PASSAGE GIVEN:
The 2000 Scottish Challenge Cup final was played on 19 November 2000, at Broadwood Stadium in Cumbernauld and was the 10th staging of the final in the history of the tournament. It was played between Airdrieonians and Livingston both of the First Division. Airdrieonians emerged winners after defeating Livingston 3–2 on penalties following a 2–2 draw after extra time.

Route to the final

Airdrieonians

The first round draw brought Queen of the South to face Airdrieonians at the Excelsior Stadium with the home team emerging 2–1 victors. The second round was an away game at Hamilton Academical with Airdrie producing a 1–0 win and only clean sheet of the tournament. A home game against Clydebank was the reward for reaching the quarter-finals with The Diamonds edging the opposition 4–3 on penalties following a 1–1 draw after extra time. The semi-final draw paired the club with Stranraer away from home and Airdrie produced a 4–2 win to progress to the final. Airdrieonians reached the Scottish Challenge Cup final for the second time in its history since winning the 1994 final against Dundee.

DATA SUPPLIED:
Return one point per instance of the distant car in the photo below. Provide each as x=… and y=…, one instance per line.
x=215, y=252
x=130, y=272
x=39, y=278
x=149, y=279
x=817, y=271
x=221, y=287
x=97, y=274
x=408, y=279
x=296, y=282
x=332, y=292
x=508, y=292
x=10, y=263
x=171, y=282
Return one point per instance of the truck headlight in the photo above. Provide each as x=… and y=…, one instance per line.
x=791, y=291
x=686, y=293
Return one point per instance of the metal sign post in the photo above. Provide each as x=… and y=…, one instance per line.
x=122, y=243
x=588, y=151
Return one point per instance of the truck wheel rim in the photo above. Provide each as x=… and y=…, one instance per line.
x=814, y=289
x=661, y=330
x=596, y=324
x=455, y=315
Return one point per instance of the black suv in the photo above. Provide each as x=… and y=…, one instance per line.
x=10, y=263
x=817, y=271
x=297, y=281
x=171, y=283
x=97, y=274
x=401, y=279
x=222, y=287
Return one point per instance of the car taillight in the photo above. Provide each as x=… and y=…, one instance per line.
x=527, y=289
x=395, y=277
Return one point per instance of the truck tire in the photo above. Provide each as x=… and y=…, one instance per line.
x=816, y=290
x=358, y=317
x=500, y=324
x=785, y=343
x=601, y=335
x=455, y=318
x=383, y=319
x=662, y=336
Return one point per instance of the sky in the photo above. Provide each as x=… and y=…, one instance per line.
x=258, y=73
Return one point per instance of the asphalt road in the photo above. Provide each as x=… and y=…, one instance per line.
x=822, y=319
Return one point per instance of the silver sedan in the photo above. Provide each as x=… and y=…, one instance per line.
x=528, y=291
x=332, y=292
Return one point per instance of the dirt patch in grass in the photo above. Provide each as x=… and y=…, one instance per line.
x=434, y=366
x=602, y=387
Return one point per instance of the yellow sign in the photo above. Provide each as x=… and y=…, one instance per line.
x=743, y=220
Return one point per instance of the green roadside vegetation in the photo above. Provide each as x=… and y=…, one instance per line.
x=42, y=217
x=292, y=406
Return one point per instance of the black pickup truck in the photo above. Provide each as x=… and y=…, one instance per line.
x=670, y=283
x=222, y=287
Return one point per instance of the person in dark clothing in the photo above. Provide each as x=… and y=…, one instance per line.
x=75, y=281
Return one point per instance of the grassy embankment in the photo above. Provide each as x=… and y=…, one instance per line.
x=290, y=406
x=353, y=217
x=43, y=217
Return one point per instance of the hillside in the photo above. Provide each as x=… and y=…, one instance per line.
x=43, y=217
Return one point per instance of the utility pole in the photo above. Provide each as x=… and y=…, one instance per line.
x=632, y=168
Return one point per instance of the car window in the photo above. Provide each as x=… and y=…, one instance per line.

CHALLENGES:
[1] Answer these questions from the passage on the 2000 Scottish Challenge Cup final.
(a) At which stadium was the final played?
(b) Which club did Airdrieonians beat 1–0 in the second round?
(c) Which club did Airdrieonians defeat in the 1994 final?
[2] Carry the passage on the 2000 Scottish Challenge Cup final further, picking up right after its last sentence.

IN RESPONSE:
[1]
(a) Broadwood Stadium in Cumbernauld
(b) Hamilton Academical
(c) Dundee

[2]
Livingston

Livingston were drawn against Partick Thistle away from home in the first round and produced a 2–0 victory over the club. The second round also saw the West Lothian club drawn away from home against Ross County but produced a 3–0 win and a second consecutive clean sheet. A first home game of the tournament for Livingston was drawn in the quarter-finals against Brechin City which saw the club produce a 3–1 win to progress to the semi-finals. The opposition provided was East Stirlingshire, again at Almondvale and a 2–1 victory saw Livingston reach the Scottish Challenge Cup final for the first time ever.

Pre-match

Analysis
Airdrieonians and Livingston both played two games at their respective homes of Excelsior Stadium and Almondvale Stadium and two games on the road. In the process Airdrie scored a total of eight goals whilst conceding four, compared with Livingston's ten goals scored and two conceded. Livingston completed two clean sheets over Airdrieonians' one. Airdrie reached the final for the second time after winning the 1994 tournament whilst it was the first time in the final for Livingston.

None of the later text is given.